╭─ Выбранный отрывок
Тогда-то, чтобы объяснить столь раннее увядание инстинкта жизни, он станет подчеркивать, что время наступления «естественной» смерти сильно колеблется, и себя отнесет к категории людей с «ускоренным ортобиозом», вспомнит, что в его роду вообще не было долгожителей и он уже достиг возраста, до которого не дожил ни его отец, ни дед, ни один из братьев (это обстоятельство он, разумеется, отнесет на счет простокваши), и еще вспомнит, что сформировался рано, прожил жизнь, полную бурь и тревог: насытился-де не оттого, что ел долго, а оттого, что ел быстро.
В предисловии ко второму изданию своей книги «Сорок лет искания рационального мировоззрения» он напишет:
«Я недавно беседовал со стариком 76 лет, который никак не может понять, чтобы когда-нибудь у него появилось чувство пресыщения жизнью, тогда как я знаю другого старика, которому еще не исполнилось 69 лет и к которому по временам уже начинает подкрадываться это чувство».
Нетрудно догадаться, кто этот «другой старик».
Предисловие датировано 6(19) февраля 1914 года; через три месяца Илье Ильичу исполнялось 69…
Повторим еще раз: как жаль, как необычайно жаль, что не знал он строк, написанных Толстым в тот самый день, когда он гостил в Ясной Поляне: «…И как только не бояться смерти, так трудно удержаться, чтобы не желать ее». Ведь это же и есть чувство пресыщения жизнью — в чистом виде!.. Какой весомый факт для обоснования его теории!
Лев Николаевич не высидел у себя до половины второго, в первом часу сошел на террасу к завтраку и заявил, что дал себе на сегодняшний день каникулы.
Кушанья ему подавали отдельно: овсянку, картошку, яйцо, кислое молоко, немного разбавленного водою вина.
Толстой, как отмечает Маковицкий, повел разговор осторожно, ощупью; желая развлечь гостей, повторял известные домочадцам шутки, но потом «перешел в простой, непринужденный, сердечный серьезный тон». «Говорил больше Мечников, и довольно много о себе, но без всякого самохвальства». Говорил он, разумеется, о своем образе жизни, о тем, что воду пьет только кипяченую, не ест сырых и немытых плодов, не употребляет алкоголя, даже кваса не пьет, ни в какие игры не играет.
Маковицкий набрасывает великолепный портрет Ильи Ильича: «Здоровенный моложавый старик 64 лет, среднего роста, широкоплечий, с толстой шеей, маленькими глазами в очках, лоб покатистый, но с горбинкой, рот приоткрыт и голос гортанный».
Мечников стал рассказывать о процедуре вручения Нобелевской премии, о закулисной стороне работы Нобелевского комитета, в которую случайно оказался посвящен. Объяснил, что Толстому премию не присуждают потому, что секретарю комитета не нравится его религиозное учение.
Но вот задвигались плетеные кресла, все встали из-за стола, и на веранду ворвались корреспонденты и фотографы.
Одного из репортеров, немало досаждавшего Мечникову в Москве и теперь вооружившегося для камуфляжа фотоаппаратом, Илья Ильич узнал и добродушно сказал:
— А, вы тоже здесь!
╰─
╭─ Приложенные строки
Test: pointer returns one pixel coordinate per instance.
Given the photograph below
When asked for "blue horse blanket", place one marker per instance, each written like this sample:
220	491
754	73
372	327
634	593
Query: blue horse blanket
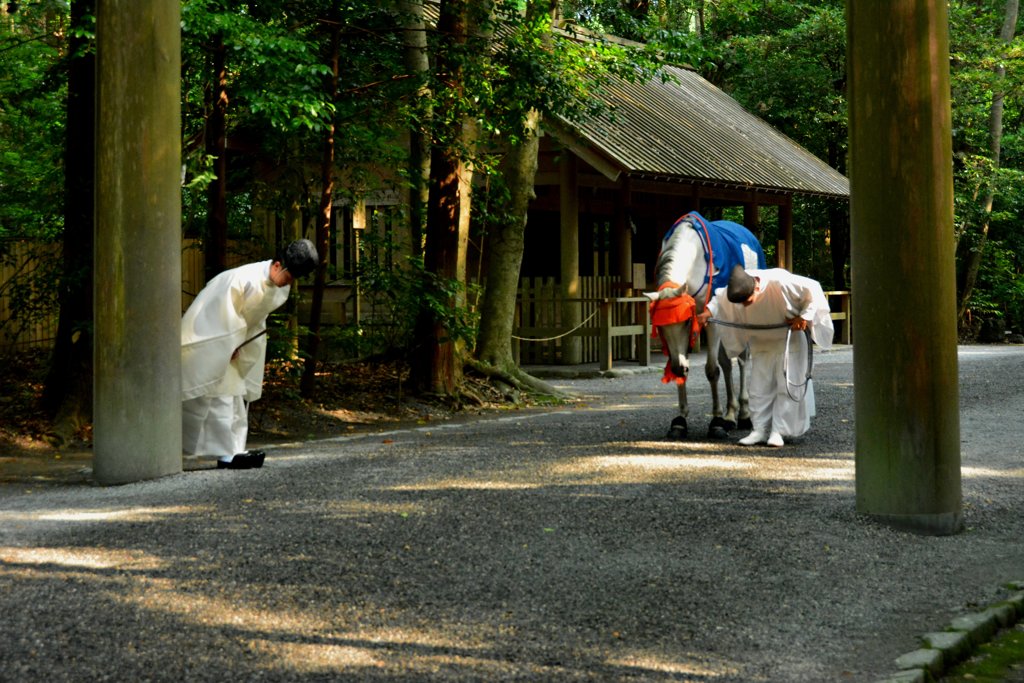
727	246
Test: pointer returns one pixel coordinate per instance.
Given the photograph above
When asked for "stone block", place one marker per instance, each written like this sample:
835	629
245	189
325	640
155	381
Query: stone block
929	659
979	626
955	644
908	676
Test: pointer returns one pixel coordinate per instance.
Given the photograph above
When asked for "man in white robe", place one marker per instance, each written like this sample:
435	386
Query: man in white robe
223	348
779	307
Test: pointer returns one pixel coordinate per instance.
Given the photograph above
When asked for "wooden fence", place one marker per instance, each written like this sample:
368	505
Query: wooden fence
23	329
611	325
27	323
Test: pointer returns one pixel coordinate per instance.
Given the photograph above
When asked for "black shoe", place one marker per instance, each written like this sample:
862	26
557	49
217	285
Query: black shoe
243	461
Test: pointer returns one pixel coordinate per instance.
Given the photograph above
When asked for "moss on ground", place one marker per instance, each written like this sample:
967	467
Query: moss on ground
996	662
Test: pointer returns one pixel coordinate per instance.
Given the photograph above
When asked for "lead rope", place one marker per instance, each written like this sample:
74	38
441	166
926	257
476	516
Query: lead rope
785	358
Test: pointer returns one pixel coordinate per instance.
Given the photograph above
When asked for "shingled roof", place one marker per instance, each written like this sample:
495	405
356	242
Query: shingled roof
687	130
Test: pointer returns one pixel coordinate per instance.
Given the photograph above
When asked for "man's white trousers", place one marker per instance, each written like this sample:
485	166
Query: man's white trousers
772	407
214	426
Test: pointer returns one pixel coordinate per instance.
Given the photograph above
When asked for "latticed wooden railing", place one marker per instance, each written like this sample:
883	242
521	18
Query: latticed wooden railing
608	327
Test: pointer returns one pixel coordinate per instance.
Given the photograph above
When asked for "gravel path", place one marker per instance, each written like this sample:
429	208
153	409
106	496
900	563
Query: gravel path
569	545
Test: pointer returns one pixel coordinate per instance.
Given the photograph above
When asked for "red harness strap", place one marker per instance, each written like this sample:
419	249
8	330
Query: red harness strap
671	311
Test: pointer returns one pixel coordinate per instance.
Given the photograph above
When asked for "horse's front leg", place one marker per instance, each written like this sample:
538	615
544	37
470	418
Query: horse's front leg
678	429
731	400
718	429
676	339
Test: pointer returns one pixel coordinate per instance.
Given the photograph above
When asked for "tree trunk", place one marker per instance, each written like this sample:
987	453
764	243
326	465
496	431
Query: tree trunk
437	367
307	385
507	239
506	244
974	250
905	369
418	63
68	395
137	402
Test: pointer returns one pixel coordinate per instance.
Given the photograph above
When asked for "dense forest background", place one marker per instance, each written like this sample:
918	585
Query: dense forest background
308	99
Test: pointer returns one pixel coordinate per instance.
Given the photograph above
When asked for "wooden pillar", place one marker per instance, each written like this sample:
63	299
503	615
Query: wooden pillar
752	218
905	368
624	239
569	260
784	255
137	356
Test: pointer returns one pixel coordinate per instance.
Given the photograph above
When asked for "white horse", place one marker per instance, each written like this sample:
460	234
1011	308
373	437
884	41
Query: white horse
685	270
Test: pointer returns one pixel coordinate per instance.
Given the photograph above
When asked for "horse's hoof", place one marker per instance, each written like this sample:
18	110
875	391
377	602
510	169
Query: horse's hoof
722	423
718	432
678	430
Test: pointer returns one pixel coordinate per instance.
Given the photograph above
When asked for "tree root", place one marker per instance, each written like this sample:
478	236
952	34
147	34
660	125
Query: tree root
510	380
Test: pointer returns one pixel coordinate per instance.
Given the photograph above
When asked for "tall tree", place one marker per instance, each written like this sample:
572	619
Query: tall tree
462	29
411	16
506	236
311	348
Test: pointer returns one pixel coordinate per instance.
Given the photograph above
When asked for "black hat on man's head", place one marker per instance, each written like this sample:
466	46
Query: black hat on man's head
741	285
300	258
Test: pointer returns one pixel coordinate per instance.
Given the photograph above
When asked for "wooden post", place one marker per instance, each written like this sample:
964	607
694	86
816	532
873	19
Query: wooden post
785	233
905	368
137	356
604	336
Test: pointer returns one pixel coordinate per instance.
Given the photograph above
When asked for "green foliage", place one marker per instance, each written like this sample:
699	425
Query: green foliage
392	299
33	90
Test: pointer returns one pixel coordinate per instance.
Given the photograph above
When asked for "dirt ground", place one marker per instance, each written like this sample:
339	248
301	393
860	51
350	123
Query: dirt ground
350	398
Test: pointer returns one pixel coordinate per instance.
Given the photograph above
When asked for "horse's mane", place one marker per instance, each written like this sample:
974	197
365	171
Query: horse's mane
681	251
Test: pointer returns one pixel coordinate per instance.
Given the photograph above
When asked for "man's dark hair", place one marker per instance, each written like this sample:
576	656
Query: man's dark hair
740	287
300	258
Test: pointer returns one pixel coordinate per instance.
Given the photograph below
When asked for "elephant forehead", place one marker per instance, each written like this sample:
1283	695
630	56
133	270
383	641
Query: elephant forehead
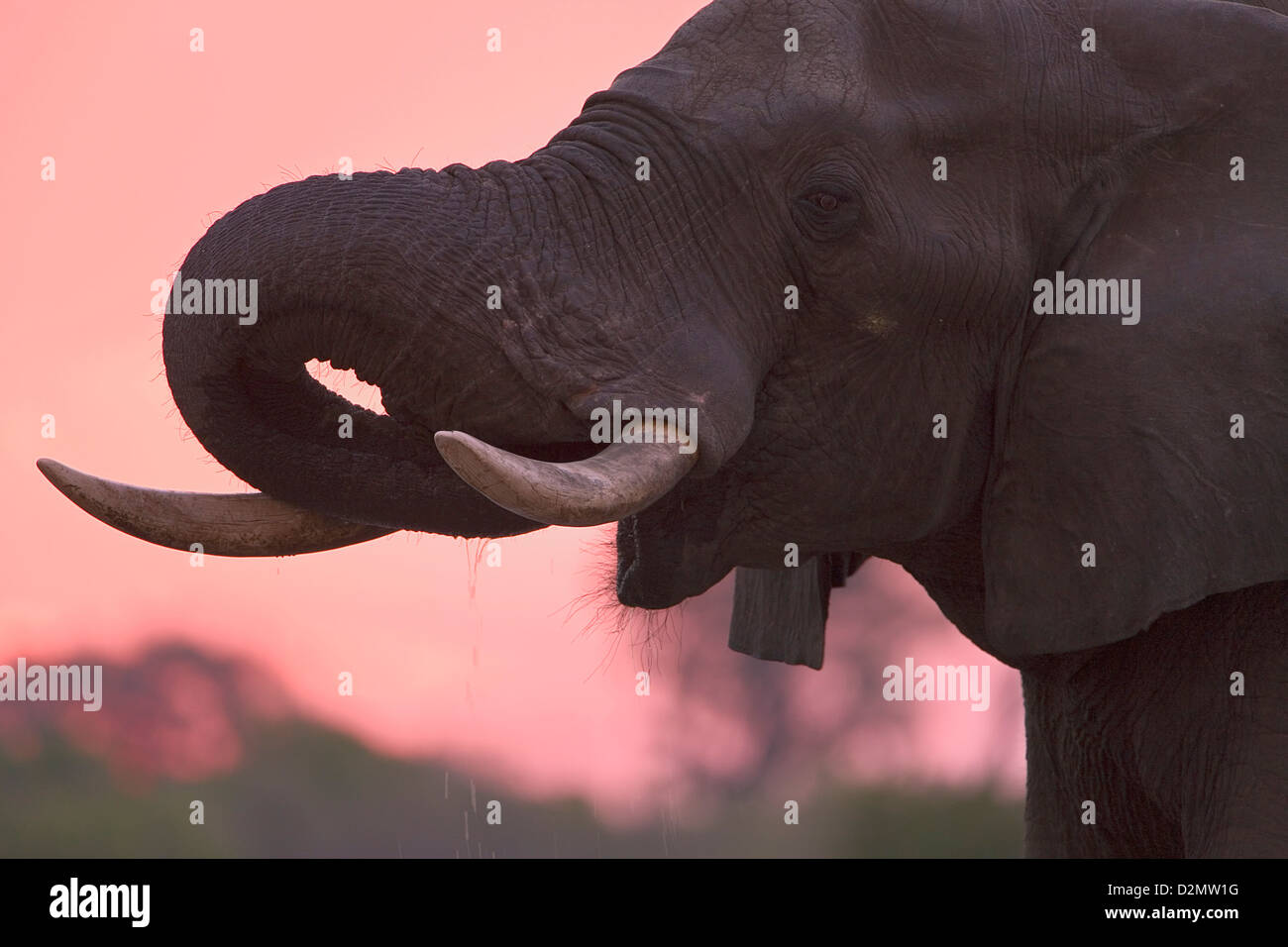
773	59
╰─
* _Задание A_: Запишите из отрывка без изменений всё от «Лев Николаевич не» и вниз до «игры не играет.».
* _Задание B_: Какую причину, по словам Мечникова в отрывке, имеет то, что Толстому не присуждают Нобелевскую премию? Ответьте в одном–трех предложениях.
* _Задание C_: Определите, согласуется ли с отрывком каждое из утверждений: (i) Мечников рассказывал, что пьет только кипяченую воду; (ii) в тот день Толстой просидел у себя до половины второго; (iii) предисловие ко второму изданию книги датировано 1914 годом. Для каждого ответьте «да» или «нет» и приведите точную цитату из отрывка, на которой основан ответ.
Приложенные строки для работы с отрывком не понадобятся.

* _Ответ A_:
Лев Николаевич не высидел у себя до половины второго, в первом часу сошел на террасу к завтраку и заявил, что дал себе на сегодняшний день каникулы.
Кушанья ему подавали отдельно: овсянку, картошку, яйцо, кислое молоко, немного разбавленного водою вина.
Толстой, как отмечает Маковицкий, повел разговор осторожно, ощупью; желая развлечь гостей, повторял известные домочадцам шутки, но потом «перешел в простой, непринужденный, сердечный серьезный тон». «Говорил больше Мечников, и довольно много о себе, но без всякого самохвальства». Говорил он, разумеется, о своем образе жизни, о тем, что воду пьет только кипяченую, не ест сырых и немытых плодов, не употребляет алкоголя, даже кваса не пьет, ни в какие игры не играет.

* _Ответ B_: Мечников объяснил, что Толстому не присуждают премию, потому что секретарю Нобелевского комитета не нравится его религиозное учение.

* _Ответ C_:
(i) Да: «воду пьет только кипяченую».
(ii) Нет: «Лев Николаевич не высидел у себя до половины второго, в первом часу сошел на террасу к завтраку».
(iii) Да: «Предисловие датировано 6(19) февраля 1914 года».